GESTELLTE AUFGABE:
Beantworte bitte anhand des Textauszugs über christliche Gemeinschaft folgende Fragen:
1. Welche Bibelstelle wird für die Botschaft angegeben, dass Gott Licht ist?
2. Wer besaß laut Textauszug als Erste die Gemeinschaft mit dem Vater und dem Sohn, und seit wann?
3. Wann dürfen wir nach dem Textauszug vollkommene Freude erfahren?

TEXTAUSZUG:
----

Die christliche Gemeinschaft
3. Gemeinschaft mit dem Vater und dem Sohn (1. Joh 1,3)
Nachdem wir uns mit den Voraussetzungen beschäftigt haben, kommen wir nun zum eigentlichen Gegenstand, und zwar zunächst zu unserer Gemeinschaft mit dem Vater und dem Sohn. Wir werden im Neuen Testament auch über andere Arten und Ausdrucksformen christlicher Gemeinschaft belehrt, die ihre Grundlage in der von Johannes genannten Gemeinschaft mit dem Vater und mit Seinem Sohn Jesus Christus haben, und auf die wir noch zurückkommen.
Gottes Wort sagt uns nicht, daß der Vater mit uns Gemeinschaft hat, sondern daß wir in Gemeinschaft mit Ihm gebracht worden sind. Könnte es wohl anders sein? Daß ein Sünder keine Gemeinschaft mit dem heiligen Gott haben kann, ist leicht einzusehen. Aber auch als Erlöste bemerken wir noch das Fleisch und seine Aktivität in uns, obwohl unser alter Mensch am Kreuz gottgemäß gerichtet ist. Deshalb kann das Niveau und der Charakter der Gemeinschaft nicht von Geschöpfen - auch nicht von Erlösten -, sondern nur von Gott bestimmt und geprägt werden. Unmittelbar nachdem Johannes unsere Gemeinschaft mit dem Vater und dem Sohn erwähnt, folgt die erste Mitteilung über das Wesen Gottes: „Und dies ist die Botschaft, die wir von ihm gehört haben und euch verkündigen: daß Gott Licht ist und gar keine Finsternis in ihm ist“ (1. Joh 1,5). Der Vater, der uns durch Seine überwältigende Liebe in Gemeinschaft mit sich selbst gebracht hat, ist zugleich der heilige Gott. Deshalb ist es eine göttliche, heilige Gemeinschaft. Der eigentliche Ort dieser Gemeinschaft ist nicht die Erde, sondern das Licht, das in der Person des Sohnes als „Licht des Lebens“ (Joh 1,4.9; 8,12) zu uns gekommen ist, und das durch den Glauben an Ihn jetzt auch unser Lebensbereich geworden ist.
Johannes schreibt: „Was wir gesehen und gehört haben, verkündigen wir auch euch, damit auch ihr mit uns Gemeinschaft habt; und zwar ist unsere Gemeinschaft mit dem Vater und mit seinem Sohn Jesus Christus“ (1. Joh 1,3). Die Apostel, die in dem Fleisch gewordenen Sohn Gottes das ewige Leben gesehen und gehört hatten, waren die ersten, die seit dem Herabkommen des Heiligen Geistes am Pfingsttag die Gemeinschaft mit dem Vater und dem Sohn besaßen. Sie haben das Empfangene weitergegeben, damit alle wahren Kinder Gottes in den Genuß dieser wunderbaren Gemeinschaft kommen können. Nicht erst im himmlischen Vaterhaus, sondern bereits jetzt dürfen wir dadurch vollkommene Freude erfahren.

----

BEREITGESTELLTE DATENSÄTZE:

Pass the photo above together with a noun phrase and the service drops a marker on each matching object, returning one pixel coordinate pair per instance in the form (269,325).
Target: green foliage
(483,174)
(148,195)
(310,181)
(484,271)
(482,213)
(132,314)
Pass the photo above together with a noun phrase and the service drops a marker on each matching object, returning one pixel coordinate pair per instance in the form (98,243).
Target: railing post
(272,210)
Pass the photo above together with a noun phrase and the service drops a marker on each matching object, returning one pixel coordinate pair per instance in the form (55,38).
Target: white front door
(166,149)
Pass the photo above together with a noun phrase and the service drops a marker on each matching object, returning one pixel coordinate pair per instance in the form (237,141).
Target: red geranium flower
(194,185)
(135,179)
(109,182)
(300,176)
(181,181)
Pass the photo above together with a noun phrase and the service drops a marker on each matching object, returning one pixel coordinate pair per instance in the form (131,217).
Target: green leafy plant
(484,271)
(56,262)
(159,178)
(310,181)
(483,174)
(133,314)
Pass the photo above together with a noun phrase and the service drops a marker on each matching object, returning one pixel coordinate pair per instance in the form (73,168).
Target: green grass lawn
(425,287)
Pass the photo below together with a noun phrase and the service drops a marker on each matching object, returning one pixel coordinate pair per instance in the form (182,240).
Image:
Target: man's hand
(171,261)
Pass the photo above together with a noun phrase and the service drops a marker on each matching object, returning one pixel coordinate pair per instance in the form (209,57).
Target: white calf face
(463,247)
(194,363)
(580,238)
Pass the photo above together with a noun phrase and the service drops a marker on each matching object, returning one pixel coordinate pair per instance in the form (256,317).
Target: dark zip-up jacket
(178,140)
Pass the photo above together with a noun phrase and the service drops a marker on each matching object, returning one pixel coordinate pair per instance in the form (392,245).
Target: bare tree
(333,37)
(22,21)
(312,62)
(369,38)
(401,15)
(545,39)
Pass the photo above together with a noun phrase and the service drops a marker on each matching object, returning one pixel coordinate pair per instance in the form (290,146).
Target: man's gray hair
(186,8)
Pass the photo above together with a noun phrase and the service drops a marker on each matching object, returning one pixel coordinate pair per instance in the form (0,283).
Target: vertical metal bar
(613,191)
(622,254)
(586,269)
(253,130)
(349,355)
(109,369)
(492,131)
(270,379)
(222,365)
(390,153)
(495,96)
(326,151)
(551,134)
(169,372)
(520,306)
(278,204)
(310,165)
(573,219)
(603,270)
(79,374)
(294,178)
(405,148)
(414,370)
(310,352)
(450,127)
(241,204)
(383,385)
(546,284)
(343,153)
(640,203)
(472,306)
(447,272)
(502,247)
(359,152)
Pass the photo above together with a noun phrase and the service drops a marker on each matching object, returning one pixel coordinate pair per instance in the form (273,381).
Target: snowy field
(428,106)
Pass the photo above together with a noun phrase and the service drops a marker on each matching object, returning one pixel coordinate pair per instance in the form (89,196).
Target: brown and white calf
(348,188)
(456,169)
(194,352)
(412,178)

----

VOLLSTÄNDIGE ANTWORT:
1. 1. Joh 1,5.
2. Die Apostel, seit dem Herabkommen des Heiligen Geistes am Pfingsttag.
3. Bereits jetzt, nicht erst im himmlischen Vaterhaus.